A friend of mine sent me a private message on Facebook:
Hey, if you have an introductory article for us Americans who are clueless about FATCA, let me know and I’ll send it around.
I considered sharing with him Daniel Mitchell’s article:
Is FATCA the Worst Part of the Internal Revenue Code?
However, I wonder what others might recommend to their clueless American friends. Which article would you recommend for your clueless Canadian or French or Swiss or other friends?
And speaking of Facebook, it would be good to network on social media. Have you considered liking the Isaac Brock Society on Facebook, or requesting friendships with such people like Petros? Then, you can share FATCA/FBAR/Renunciation articles with your social media friends.
After reading and re-reading numerous comments on this blog, plus the sources listed ib the right hand column of the blog, I still don’t have a clear picture concerning the following situation.
(1) Assume a US-born person who has been living in Canada since 1969, married a Canadian spouse, worked and had a home in Canada since 1969, and finally acquired Canadian citizenship in 1993 with the intention to relinquish US citizenship.
(2) This “US Person” assumed that by so doing, the US citizenship is relinquished automatically, and that no other formalities were required.
(3) Consequently, this “US Person” didn’t use a US passport or file tax returns after swearing allegiance to Her Majesty. All traveling was done with a Canadian passport.
(4) A few years ago, when panic spread in the press and among expats about the hunt for “US Persons”, the person in question began filing tax returns with the intention of answering the five-year filing requirement needed for a formal relinquishing and obtaining the coveted CLN.
(5) Now assume that this “US Person” files for an appointment with a US embassy/consulate in order to obtain this CLN. On the basis of the foregoing info, can the US authorities refuse to issue a CLN? If they do refuse, can the said “US Person” ask to renounce and pay the $2000+ ransom? On the other hand, if they are willing to grant a CLN, do they do so on the spot or is there a long, convoluted process with a long lag time as reported in this blog and a possibility that a refusal will be made at the last minute?
Can anyone please enlighten me on these points?
Powerful article posted on AARO FB page today:
1. Start with Robert Stack and his List of myths … to set the stage.
2. Then the 2 pieces published in The Economist
3. Then the most recent piece in The Guardian
… and finally:
4. The video on YouTube explaining FATCA in 4 minutes
Links guys, please post links, not just names of articles, it would be very useful. Thanks!
Articles that are politically biased or speak in over the top rhetoric (eg the article cited by @Bubblebustin above) are, in my opinion, not helpful for newbies. They are preaching to the converted.
In my view, the best articles come from neutral sources. The ones I have had most success with are the original, magnificent Accidental Kenyan article, to set the stage:
And the two Economist articles mentioned above:
Some people only listen to over-the-top biased rhetoric. Cite Fox News.
One must consider the audience when recommending which source of information to choose from, otherwise it will fall on deaf ears.
To dt804a :
Relinquishing would have happened in 1993, now he would only want the US consulate to recognize that. The CNL would be backdated to 1993, no need to file 5 years of tax returns (1993 – 1988) for that, since covered expatriate laws were not in place at that time. But his behavior would have to confirm his intent. Filing tax returns post 1993 tax returns would play against him when he argues that he relinquished in 1993.
#####
* What to work on *
1. In the FATCA discussion, list every item in the four-step reading order recommended from the AARO FB page.
2. In the FATCA discussion, in what year did the US-born person in the described situation acquire Canadian citizenship?
3. Using the FATCA discussion, explain why the reply addressed to dt804a says five years of tax returns are not needed. Also explain why filing returns after 1993 would weaken the person's case.

* Record set *
#####
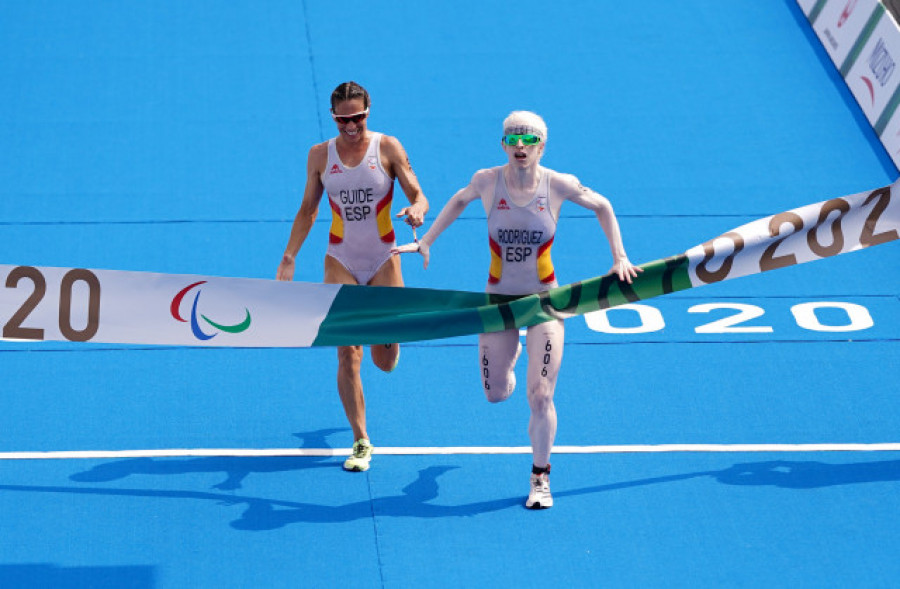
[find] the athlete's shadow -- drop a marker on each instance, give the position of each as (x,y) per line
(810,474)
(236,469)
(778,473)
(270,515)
#####
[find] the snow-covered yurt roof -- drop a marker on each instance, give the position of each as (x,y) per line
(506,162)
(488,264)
#####
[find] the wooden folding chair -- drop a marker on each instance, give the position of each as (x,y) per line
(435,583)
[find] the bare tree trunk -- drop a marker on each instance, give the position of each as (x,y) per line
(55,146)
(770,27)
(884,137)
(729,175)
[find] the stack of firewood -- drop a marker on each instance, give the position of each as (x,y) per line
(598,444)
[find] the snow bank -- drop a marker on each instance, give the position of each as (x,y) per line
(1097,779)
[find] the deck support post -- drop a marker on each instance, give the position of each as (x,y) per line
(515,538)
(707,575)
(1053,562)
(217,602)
#####
* Solutions in order *
1.
1. Robert Stack and his List of myths
2. The 2 pieces published in The Economist
3. The most recent piece in The Guardian
4. The video on YouTube explaining FATCA in 4 minutes

2. 1993

3. The reply says relinquishment would have happened in 1993. Five years of returns aren't needed because covered expatriate laws were not in place at that time. The person's behavior would have to confirm the intent to relinquish, so filing tax returns after 1993 would work against the argument that relinquishment took place in 1993.